| Problème posé |
Pouvez-vous mettre dans un tableau Markdown les lignes des enregistrements ci-dessous, de celle qui contient « locate the white cloud in the photo above » jusqu'à la fin des enregistrements, bornes incluses ? Omettez les lignes vides et utilisez deux colonnes : « Numéro » pour le numéro de rang et « Ligne » pour le texte.

| Données fournies |
<<<<
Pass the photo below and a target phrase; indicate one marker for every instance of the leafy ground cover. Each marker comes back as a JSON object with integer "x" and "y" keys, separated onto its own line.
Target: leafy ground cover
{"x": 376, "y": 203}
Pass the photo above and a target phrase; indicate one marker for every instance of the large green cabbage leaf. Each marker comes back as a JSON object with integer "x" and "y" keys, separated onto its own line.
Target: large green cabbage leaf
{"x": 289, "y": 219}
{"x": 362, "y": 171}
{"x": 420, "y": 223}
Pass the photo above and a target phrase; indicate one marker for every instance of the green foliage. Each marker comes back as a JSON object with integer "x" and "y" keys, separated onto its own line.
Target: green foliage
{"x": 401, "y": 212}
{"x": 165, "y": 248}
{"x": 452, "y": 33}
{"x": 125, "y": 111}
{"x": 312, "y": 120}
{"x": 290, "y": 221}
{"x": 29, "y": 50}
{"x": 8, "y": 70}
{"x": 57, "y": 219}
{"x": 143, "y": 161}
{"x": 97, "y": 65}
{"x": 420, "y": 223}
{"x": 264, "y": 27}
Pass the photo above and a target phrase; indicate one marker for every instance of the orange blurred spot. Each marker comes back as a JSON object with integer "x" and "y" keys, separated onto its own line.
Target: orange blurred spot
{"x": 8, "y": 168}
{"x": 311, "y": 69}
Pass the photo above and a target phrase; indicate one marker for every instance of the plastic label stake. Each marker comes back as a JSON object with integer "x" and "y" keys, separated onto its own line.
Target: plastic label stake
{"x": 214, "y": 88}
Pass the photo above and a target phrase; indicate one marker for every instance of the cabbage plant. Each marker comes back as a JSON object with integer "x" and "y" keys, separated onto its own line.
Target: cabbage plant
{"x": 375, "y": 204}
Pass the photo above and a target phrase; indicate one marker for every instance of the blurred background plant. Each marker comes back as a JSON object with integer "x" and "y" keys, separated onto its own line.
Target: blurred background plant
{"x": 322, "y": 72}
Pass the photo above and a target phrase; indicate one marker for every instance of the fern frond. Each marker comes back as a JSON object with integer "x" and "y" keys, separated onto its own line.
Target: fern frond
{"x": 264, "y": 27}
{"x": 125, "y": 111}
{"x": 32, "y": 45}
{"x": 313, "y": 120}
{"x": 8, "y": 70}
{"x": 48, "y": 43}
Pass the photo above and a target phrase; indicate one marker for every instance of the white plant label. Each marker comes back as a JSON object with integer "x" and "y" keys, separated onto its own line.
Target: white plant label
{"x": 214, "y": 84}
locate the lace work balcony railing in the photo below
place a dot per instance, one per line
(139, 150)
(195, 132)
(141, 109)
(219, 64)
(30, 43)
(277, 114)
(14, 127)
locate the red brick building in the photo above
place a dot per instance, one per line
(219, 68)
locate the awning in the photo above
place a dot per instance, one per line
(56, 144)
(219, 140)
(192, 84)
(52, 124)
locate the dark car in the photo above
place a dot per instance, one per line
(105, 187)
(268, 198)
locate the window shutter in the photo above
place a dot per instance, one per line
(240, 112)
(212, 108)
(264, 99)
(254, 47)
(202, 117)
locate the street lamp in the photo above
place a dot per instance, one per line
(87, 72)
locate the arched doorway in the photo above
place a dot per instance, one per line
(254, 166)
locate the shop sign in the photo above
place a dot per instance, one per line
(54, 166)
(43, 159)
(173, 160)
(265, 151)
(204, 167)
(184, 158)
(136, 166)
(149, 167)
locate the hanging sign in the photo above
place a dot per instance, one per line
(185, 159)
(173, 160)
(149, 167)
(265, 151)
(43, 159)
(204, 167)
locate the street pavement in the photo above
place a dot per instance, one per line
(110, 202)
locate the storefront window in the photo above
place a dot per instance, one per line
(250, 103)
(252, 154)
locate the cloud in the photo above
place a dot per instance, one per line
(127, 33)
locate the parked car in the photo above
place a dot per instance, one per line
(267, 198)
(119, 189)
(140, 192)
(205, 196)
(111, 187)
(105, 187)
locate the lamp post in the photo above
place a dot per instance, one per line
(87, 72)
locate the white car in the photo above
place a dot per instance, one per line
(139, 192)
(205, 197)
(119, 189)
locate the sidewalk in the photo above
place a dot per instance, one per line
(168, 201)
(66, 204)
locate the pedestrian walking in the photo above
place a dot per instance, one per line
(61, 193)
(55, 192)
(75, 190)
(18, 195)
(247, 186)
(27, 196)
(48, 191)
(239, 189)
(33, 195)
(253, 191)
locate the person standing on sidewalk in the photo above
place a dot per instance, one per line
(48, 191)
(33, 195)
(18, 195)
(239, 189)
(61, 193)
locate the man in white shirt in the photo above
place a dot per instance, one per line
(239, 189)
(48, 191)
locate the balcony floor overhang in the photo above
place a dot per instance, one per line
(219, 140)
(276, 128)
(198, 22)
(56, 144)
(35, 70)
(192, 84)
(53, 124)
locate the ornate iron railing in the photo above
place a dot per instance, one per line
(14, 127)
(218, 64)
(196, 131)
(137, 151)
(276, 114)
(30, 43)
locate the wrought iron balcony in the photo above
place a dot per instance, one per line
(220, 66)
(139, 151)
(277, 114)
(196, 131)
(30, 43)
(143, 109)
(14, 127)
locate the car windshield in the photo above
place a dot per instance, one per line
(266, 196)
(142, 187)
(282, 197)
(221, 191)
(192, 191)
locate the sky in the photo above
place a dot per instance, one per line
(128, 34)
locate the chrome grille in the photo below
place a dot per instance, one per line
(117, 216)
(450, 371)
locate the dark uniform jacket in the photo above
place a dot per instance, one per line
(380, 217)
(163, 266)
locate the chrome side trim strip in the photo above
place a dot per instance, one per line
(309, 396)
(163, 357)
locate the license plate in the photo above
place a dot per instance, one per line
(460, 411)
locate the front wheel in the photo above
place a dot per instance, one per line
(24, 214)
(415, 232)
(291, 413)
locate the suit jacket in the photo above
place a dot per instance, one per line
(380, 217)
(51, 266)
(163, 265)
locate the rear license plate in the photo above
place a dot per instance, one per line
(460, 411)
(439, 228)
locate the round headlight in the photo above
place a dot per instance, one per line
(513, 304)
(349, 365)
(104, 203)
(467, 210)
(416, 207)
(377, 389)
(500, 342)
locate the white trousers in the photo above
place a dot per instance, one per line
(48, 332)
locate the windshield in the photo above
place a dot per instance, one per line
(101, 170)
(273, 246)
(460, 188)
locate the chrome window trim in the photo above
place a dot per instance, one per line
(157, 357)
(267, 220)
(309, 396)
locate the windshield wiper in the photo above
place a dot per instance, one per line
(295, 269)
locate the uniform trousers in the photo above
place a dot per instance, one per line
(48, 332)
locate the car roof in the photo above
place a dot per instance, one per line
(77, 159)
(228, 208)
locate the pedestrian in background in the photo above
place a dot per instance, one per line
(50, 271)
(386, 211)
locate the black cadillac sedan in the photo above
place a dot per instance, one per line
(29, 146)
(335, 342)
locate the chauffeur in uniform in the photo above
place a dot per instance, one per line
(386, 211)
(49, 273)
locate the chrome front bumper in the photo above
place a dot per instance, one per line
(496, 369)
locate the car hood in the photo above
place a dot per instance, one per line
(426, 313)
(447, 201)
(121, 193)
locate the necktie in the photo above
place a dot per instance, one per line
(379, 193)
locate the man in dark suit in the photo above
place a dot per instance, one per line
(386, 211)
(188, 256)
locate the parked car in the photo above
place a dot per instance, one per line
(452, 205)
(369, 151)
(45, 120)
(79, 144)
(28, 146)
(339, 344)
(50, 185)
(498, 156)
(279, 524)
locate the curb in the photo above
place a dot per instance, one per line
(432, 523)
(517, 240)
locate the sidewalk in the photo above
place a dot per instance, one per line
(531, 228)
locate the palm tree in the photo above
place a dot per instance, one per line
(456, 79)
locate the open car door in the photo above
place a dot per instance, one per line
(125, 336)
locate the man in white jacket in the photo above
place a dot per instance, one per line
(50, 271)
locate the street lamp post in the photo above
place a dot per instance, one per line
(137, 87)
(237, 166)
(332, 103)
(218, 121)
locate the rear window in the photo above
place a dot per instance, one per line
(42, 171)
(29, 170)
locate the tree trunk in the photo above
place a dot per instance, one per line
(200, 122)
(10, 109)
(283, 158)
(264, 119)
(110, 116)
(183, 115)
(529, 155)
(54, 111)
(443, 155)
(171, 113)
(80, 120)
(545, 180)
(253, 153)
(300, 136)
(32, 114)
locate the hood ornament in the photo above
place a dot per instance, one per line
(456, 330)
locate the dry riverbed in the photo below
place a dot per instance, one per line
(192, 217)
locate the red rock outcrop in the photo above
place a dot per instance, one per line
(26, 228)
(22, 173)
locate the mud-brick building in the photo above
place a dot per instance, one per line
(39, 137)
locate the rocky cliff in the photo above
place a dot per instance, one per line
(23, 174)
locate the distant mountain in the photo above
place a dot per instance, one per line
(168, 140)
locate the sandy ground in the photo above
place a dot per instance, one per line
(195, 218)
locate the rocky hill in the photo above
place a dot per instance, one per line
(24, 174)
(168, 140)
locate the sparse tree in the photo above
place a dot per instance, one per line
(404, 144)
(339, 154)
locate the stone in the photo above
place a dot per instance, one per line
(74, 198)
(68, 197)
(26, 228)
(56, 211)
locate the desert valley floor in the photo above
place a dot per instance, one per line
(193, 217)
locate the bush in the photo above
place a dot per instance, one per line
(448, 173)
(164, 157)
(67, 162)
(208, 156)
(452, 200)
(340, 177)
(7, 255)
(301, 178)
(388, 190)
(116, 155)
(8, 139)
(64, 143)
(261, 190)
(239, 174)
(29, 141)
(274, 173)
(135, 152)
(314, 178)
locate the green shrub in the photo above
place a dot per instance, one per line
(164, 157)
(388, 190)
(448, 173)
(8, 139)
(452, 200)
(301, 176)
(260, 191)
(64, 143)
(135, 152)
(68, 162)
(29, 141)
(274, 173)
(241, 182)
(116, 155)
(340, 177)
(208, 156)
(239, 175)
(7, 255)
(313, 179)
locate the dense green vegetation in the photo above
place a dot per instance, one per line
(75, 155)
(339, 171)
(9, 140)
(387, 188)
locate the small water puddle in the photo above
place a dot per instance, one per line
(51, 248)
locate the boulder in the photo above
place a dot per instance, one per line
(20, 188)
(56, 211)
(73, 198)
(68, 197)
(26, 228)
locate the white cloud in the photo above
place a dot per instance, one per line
>>>>
| Résultat obtenu |
| Numéro | Ligne |
|---|---|
| 1 | locate the white cloud in the photo above |
| 2 | place a dot per instance, one per line |